- _Exercise aim_
Print the entire listing. Each line must match the original exactly.

Stored items from a collection:
----
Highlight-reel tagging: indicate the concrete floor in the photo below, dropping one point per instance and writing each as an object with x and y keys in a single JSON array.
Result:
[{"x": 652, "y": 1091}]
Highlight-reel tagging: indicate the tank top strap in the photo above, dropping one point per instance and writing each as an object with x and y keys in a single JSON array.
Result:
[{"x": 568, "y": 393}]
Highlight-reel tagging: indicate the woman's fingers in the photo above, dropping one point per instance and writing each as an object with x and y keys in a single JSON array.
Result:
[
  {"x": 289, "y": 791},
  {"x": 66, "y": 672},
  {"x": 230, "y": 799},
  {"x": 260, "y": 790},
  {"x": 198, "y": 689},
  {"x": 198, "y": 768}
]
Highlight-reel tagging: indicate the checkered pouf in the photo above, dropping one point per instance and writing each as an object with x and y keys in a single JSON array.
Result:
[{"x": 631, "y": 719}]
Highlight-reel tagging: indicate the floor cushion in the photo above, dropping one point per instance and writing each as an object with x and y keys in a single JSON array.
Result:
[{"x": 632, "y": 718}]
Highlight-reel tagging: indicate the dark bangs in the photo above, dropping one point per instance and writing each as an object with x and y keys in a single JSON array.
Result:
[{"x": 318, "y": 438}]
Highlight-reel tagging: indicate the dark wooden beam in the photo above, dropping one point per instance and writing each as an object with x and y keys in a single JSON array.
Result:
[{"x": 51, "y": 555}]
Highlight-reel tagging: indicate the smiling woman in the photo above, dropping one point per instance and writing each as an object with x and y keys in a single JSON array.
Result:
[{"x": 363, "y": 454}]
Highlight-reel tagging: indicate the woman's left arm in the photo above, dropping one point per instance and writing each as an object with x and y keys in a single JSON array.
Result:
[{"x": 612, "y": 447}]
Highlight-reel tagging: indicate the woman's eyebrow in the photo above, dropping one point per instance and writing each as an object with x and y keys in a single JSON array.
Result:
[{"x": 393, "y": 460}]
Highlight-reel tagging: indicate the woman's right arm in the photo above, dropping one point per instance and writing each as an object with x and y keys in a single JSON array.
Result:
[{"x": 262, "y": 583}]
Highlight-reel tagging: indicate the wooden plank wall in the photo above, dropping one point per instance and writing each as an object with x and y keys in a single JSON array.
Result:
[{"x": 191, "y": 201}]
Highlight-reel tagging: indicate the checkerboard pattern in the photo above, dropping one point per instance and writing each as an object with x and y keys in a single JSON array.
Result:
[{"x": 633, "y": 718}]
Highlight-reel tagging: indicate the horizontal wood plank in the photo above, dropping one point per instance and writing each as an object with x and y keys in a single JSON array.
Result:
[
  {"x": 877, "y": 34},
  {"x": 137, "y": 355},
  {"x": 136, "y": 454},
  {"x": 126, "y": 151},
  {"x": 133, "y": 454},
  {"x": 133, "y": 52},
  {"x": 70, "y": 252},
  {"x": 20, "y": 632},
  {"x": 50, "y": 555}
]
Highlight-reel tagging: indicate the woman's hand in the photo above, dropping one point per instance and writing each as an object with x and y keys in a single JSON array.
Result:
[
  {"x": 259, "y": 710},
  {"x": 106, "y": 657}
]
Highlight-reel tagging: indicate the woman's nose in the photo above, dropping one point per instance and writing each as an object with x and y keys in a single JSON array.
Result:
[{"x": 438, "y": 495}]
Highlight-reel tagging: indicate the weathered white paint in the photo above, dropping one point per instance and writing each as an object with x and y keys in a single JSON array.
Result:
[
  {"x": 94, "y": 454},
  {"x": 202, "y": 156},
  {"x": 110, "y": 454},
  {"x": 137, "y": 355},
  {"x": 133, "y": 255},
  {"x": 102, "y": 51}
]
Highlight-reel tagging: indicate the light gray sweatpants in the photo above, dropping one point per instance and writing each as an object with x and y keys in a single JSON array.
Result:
----
- _Reply to the task_
Highlight-reel tagging: indicate the concrete floor in the photo below, dropping one point per instance and writing each as an object with x and y keys in a single JSON array.
Result:
[{"x": 652, "y": 1091}]
Highlight-reel tagging: indicate the tank top strap in the photo above, dropping one point per instance and writing each as an object with x and y keys in a single JSON array.
Result:
[{"x": 568, "y": 393}]
Highlight-reel tagging: indicate the woman's fingers in the photo above, dropping one point per instance and writing each as an object with x and y keys in a single JSON array.
Result:
[
  {"x": 289, "y": 791},
  {"x": 66, "y": 672},
  {"x": 230, "y": 799},
  {"x": 260, "y": 790},
  {"x": 198, "y": 689},
  {"x": 198, "y": 768}
]
Highlight-reel tagging: indicate the checkered pouf in the photo above, dropping one point per instance and writing each as an object with x and y keys in a single JSON array.
Result:
[{"x": 631, "y": 719}]
Highlight-reel tagging: indicate the floor cushion in the photo above, dropping one point per instance and writing each as an object with x and y keys in a single JSON array.
Result:
[{"x": 632, "y": 718}]
Highlight-reel tagging: indicate the dark bangs in the photo above, dropping one point per instance and writing each as an object with x and y keys in a single JSON array.
Result:
[{"x": 318, "y": 438}]
Highlight-reel tagging: indicate the dark wooden beam in the photo above, dropping one point per instance and writing each as an object with x and y keys in a single JSON array.
Result:
[{"x": 51, "y": 555}]
Highlight-reel tagging: indicate the smiling woman in the photo above, dropping one point per instance and writing each as an object with x and y keys in a single JSON array.
Result:
[{"x": 363, "y": 454}]
Highlight-reel tagging: indicate the woman's left arm in the photo above, dropping one point per instance and writing each as an object with x and y keys in a single JSON array.
Result:
[{"x": 612, "y": 447}]
Highlight-reel tagging: indicate the woman's eyebrow in the photo above, dropping one point per instance and writing each as an object with x and y keys in a single JSON array.
Result:
[{"x": 393, "y": 460}]
Highlight-reel tagging: indicate the woman's right arm in the photo above, dropping one point per instance and writing each as an object with x and y keys in a single JSON array.
Result:
[{"x": 262, "y": 583}]
Highlight-reel tagging: indicate the wooden plank wall in the photo above, dropping one point per instance and writing each as an object with x and y keys in a single JSON array.
Result:
[{"x": 191, "y": 201}]
Highlight-reel tagging: indicate the checkerboard pattern in the photo above, dropping one point per instance and writing each as an object with x and y keys in a single JSON array.
Result:
[{"x": 633, "y": 718}]
Highlight-reel tagging: indicate the horizontal wood plank in the photo above, dropping one point per instance and writing each as an object with x and y keys in a single JSON array.
Result:
[
  {"x": 877, "y": 34},
  {"x": 137, "y": 355},
  {"x": 136, "y": 454},
  {"x": 126, "y": 151},
  {"x": 133, "y": 454},
  {"x": 133, "y": 52},
  {"x": 70, "y": 252},
  {"x": 20, "y": 632},
  {"x": 50, "y": 555}
]
Highlight-reel tagging: indicate the woman's hand in the photo above, dropping one point per instance and writing each as an object with x and y keys in a single JSON array.
Result:
[
  {"x": 259, "y": 710},
  {"x": 106, "y": 657}
]
Highlight-reel tagging: indicate the woman's nose in the photo above, dropping one point per instance and writing each as an object with x and y keys in a single JSON array.
Result:
[{"x": 438, "y": 495}]
Highlight-reel tagging: indicate the weathered white paint in the photo above, dropping one point per instance and writing each as an object with x and y keys in a single JSON array.
Result:
[
  {"x": 94, "y": 454},
  {"x": 202, "y": 156},
  {"x": 110, "y": 454},
  {"x": 137, "y": 355},
  {"x": 133, "y": 255},
  {"x": 102, "y": 51}
]
Highlight-reel tagging: indicate the light gray sweatpants in the photo above, dropping one point per instance and writing each as an object with x and y keys in a single JSON array.
Result:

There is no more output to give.